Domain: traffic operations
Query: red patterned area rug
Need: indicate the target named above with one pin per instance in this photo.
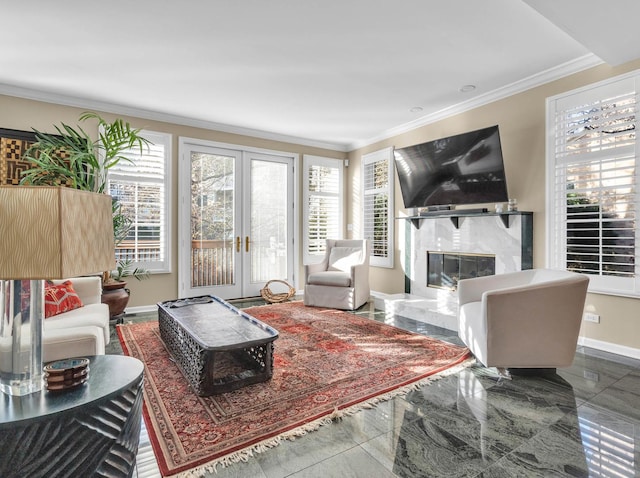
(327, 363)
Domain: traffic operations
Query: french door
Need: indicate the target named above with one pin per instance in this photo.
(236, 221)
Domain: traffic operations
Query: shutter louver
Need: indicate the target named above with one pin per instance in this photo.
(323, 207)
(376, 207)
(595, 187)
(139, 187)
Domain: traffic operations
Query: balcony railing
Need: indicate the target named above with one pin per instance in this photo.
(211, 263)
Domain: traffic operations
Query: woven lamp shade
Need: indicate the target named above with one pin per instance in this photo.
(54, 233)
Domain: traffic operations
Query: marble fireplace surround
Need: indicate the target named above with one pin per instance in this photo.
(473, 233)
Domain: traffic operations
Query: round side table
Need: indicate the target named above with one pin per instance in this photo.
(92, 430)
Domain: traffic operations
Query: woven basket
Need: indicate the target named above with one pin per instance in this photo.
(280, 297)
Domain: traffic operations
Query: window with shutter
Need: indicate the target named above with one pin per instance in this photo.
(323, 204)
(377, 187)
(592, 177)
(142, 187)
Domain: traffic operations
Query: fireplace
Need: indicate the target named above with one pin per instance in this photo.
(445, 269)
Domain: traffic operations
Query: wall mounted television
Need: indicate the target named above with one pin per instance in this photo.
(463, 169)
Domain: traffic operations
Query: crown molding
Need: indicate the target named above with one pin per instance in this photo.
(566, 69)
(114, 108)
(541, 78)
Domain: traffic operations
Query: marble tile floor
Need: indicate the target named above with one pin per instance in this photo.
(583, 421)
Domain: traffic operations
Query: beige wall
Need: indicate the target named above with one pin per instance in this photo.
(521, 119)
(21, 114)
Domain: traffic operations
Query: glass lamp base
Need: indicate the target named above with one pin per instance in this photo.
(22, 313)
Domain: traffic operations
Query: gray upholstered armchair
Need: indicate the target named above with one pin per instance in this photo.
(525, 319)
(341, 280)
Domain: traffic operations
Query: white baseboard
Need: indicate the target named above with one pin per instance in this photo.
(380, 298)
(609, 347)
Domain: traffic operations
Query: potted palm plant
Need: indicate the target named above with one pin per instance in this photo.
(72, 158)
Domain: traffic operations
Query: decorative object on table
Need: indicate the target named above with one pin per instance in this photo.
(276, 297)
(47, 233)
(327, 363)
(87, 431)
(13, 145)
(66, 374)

---

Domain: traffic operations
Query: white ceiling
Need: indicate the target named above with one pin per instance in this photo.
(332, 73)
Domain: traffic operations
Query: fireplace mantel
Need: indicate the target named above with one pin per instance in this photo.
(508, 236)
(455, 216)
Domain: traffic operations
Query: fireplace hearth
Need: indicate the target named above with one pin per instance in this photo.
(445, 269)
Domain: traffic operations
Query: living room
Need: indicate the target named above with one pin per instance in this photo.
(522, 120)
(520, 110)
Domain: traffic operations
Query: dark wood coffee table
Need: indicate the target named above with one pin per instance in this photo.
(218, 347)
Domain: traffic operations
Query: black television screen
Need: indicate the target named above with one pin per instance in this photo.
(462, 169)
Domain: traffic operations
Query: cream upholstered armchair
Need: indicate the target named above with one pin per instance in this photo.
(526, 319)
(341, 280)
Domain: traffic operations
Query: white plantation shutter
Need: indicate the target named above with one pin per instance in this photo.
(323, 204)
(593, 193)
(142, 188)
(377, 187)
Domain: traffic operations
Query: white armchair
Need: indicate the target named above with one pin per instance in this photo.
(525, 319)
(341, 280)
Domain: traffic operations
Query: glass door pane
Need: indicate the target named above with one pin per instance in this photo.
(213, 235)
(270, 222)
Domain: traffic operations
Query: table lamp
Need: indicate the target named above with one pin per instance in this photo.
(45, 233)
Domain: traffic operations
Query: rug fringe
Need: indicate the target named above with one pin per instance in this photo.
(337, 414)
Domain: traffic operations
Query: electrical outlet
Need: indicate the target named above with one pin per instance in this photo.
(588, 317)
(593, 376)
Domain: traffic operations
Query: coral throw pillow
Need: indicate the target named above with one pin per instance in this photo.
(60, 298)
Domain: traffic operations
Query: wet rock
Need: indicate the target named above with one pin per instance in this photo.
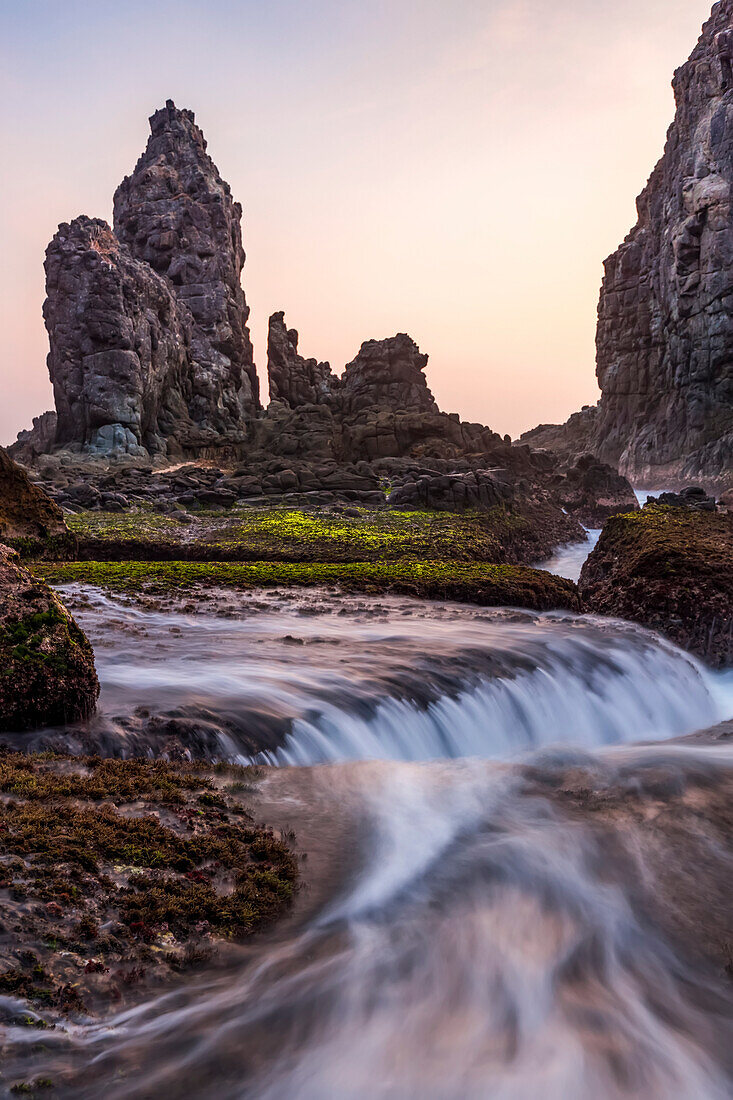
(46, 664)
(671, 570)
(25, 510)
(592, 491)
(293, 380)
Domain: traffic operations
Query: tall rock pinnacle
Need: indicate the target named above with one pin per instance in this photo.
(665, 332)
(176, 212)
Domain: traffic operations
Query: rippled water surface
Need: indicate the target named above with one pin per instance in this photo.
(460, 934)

* * *

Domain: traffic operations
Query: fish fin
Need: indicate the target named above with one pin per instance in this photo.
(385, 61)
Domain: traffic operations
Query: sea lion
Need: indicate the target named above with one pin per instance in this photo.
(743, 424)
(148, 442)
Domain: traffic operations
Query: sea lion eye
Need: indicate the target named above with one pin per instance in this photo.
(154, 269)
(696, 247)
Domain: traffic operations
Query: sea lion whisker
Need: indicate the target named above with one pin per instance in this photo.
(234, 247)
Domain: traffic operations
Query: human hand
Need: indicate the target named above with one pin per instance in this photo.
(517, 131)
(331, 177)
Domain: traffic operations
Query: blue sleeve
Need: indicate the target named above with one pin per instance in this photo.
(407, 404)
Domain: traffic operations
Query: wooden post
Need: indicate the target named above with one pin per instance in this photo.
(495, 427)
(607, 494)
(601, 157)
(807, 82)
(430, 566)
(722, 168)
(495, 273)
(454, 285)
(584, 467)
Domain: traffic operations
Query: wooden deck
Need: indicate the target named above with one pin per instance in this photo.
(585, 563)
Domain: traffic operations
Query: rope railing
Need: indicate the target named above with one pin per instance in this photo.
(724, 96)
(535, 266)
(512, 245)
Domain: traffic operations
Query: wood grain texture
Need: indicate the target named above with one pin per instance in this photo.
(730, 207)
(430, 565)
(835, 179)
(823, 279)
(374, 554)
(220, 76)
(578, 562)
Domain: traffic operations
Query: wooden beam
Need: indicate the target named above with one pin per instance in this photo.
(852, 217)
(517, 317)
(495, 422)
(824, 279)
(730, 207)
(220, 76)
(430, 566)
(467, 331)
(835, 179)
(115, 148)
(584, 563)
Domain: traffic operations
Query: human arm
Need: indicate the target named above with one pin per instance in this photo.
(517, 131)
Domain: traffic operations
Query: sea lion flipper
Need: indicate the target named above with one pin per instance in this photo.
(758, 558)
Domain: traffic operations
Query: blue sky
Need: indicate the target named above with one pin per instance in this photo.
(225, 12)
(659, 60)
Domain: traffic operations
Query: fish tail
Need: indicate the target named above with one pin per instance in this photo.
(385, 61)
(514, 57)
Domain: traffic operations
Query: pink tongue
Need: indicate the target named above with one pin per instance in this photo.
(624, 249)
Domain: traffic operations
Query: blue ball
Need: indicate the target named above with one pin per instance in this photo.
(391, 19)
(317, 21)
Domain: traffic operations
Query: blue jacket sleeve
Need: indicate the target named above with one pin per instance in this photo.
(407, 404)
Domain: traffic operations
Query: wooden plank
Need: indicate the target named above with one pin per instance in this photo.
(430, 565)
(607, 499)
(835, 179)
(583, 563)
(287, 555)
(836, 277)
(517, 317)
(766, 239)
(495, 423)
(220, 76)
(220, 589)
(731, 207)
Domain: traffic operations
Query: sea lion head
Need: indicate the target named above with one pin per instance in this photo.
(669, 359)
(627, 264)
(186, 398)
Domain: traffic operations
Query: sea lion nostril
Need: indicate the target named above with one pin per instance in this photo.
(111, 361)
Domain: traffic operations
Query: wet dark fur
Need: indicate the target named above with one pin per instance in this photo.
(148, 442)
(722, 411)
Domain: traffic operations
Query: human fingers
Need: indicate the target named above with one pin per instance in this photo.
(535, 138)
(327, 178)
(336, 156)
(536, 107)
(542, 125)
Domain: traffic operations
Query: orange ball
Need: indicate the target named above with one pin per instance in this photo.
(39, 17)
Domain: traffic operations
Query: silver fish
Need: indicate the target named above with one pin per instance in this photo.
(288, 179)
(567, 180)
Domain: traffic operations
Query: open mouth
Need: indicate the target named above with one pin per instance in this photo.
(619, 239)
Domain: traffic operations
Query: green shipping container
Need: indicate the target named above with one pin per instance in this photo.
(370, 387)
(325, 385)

• [Task prompt] Gather every line from the rows above that contains the word "human", and copy each one unchanged.

• [Task result]
Query: human hand
Query: human arm
Query: human fingers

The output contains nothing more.